** Begin PROVIDED RECORDS **

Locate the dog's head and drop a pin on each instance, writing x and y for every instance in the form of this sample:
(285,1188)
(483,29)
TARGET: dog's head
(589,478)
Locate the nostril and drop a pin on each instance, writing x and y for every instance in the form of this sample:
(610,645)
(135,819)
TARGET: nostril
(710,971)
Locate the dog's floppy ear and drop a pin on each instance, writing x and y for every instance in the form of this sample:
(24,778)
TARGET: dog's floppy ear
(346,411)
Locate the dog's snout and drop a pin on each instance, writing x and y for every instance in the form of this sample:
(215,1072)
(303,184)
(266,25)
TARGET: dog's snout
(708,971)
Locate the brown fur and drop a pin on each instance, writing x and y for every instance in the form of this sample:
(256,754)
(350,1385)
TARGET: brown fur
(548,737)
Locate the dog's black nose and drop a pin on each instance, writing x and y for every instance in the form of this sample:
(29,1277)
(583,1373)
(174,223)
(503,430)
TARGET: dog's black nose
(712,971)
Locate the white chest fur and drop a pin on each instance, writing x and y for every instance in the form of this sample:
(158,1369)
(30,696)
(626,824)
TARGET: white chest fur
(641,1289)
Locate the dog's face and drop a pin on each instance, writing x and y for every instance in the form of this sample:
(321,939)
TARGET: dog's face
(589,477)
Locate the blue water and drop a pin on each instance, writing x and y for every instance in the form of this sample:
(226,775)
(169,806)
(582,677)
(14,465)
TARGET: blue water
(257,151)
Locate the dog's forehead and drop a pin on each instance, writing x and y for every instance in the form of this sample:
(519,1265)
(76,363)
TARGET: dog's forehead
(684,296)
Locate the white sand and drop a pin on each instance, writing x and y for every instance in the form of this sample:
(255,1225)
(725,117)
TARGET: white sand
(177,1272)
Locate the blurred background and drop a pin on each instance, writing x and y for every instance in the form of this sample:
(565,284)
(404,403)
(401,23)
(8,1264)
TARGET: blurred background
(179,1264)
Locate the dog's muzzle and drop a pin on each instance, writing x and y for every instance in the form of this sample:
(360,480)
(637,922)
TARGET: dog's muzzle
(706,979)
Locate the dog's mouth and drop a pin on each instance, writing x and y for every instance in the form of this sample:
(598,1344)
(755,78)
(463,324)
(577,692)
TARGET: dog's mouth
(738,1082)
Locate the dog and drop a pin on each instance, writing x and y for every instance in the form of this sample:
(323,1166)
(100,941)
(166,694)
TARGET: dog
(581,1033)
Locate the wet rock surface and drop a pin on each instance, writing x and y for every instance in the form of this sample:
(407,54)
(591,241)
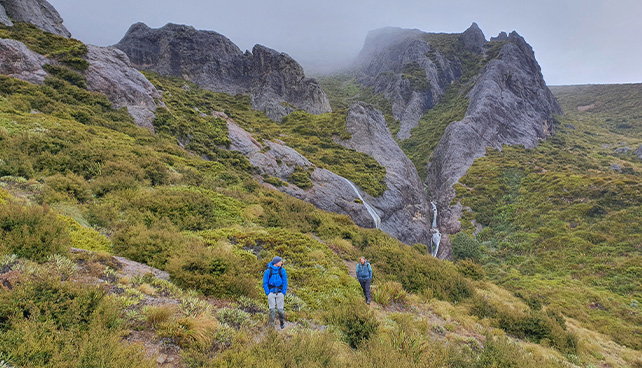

** End PROVIDED RECORDS **

Report how many lines in the entries contain the string "mouth", counting only matches in the same letter case, and give only that number.

» RESULT OF THE EXERCISE
2